* Instruction 1 *
List every person named in the investing blog post.
* Instruction 2 *
Put this sentence from the investing blog post into Spanish: "When they made decisions, people did not seek to maximize utility."
* Instruction 3 *
Edit the investing blog post from "Thursday 28 March" to "Slow, you should.", replacing "psychology" with "behavioral science" throughout.

* Text provided *
>> START

Finally, Jim Simons "The Man Who Solved the Market" - as his biography by Gregory Zuckerman was titled - has passed away at the age of 86. Many of you reading this probably know his story, but he was a gifted mathematician who turned his talents to the financial markets with huge success.
Medallion, the largest of these funds, earned more than $100 billion in trading profits in the 30 years following its inception in 1988. It generated an unheard-of 66 percent average annual return during that period.

While hedge funds typically charge 2 and 20 (2% fixed fee and 20% of profits), Simons' fund was able to charge 5 and 44! An inspiration to us all and with more time available to me now, I need to up my game, although beating that 66% average could be a challenge.

Thursday 28 March 2024

Daniel Kahneman RIP

I've often mentioned here the importance of psychology in investing, and probably the top expert in "the field of psychology of judgment and decision-making" passed away yesterday.

I've mentioned Daniel Kahneman him several times over the years, and if you haven't read his book Thinking, Fast and Slow, you should.

It’s a book that will take some effort to read because the ideas are dense, and even though they are well-presented, they’re not cloaked in the clothes of story. If you’re willing to do the work, though, Thinking Fast and Slow may be one of the most important books you ever read.
His Prospect Theory explains why investors typically consider the loss of a specific amount twice as painful as the pleasure received from a gain of the same amount.
When they made decisions, people did not seek to maximize utility. They sought to minimize regret.
Michael Lewis wrote a great book about Kahneman's relationship with Amos Tversky, called "The Undoing Project: A Friendship that Changed the World" which I also recommend. 

Some light reading for you while I am away for six weeks as I mentioned a few days ago. 

Although I have yet to receive a response to my mentioning that I might be open to a voluntary severance agreement should one be on offer, I have been immersing myself in the topic of retirement finances by listening to podcasts on my daily walks and reading while less active and I suspect much of my time away will be spent on this topic. 

One of the more interesting papers I've come across on the topic of how retirement funds should be invested (many experts say that one should move from stocks to bonds as you get older) is a recent one (October 2023) titled "Beyond the Status Quo: A Critical Assessment of Lifecycle Investment Advice" by Aizhan Anarkulova, Scott Cederburg and Michael S. O’Doherty which suggests that a 100% equity allocation may be the safest asset allocation even in retirement.

I've always been of this mindset myself, although my more risk averse wife is not, but fortunately I make the financial decisions. Yes, the 38% expected drawdown would be emotionally challenging, but I've been through a few of these in my time, with the lessons of Black Monday (October 18th) 1987 coming at a very good time in my life. More recently, on March 23rd, 2020, I was down 23.4% but never sold a single share and markets have bounced back as they always have done.

The odds that my next post will be penned as a retiree have moved to slightly odds-on, with an announcement coming on April 18th if rumours are to be believed, but once I've got my head around the sequence of return risk, the 4% rule and switching my mindset from accumulation to decumulation, I should be good to go. With Bitcoin halving around that date, it could be an interesting week.

>> END

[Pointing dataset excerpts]
>> START

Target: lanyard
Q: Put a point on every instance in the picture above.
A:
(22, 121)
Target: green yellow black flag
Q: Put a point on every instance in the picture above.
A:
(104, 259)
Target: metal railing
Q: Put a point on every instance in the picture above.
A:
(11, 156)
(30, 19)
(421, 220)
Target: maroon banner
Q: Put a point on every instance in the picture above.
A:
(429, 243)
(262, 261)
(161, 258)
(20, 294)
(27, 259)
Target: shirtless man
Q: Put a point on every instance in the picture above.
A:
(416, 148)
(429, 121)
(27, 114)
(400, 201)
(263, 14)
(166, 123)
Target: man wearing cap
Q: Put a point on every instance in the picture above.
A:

>> END

* Written response 1 *
Jim Simons, Gregory Zuckerman, Daniel Kahneman, Amos Tversky, Michael Lewis, Aizhan Anarkulova, Scott Cederburg, Michael S. O’Doherty

* Written response 2 *
Al tomar decisiones, las personas no buscaban maximizar la utilidad.

* Written response 3 *
Thursday 28 March 2024

Daniel Kahneman RIP

I've often mentioned here the importance of behavioral science in investing, and probably the top expert in "the field of behavioral science of judgment and decision-making" passed away yesterday.

I've mentioned Daniel Kahneman him several times over the years, and if you haven't read his book Thinking, Fast and Slow, you should.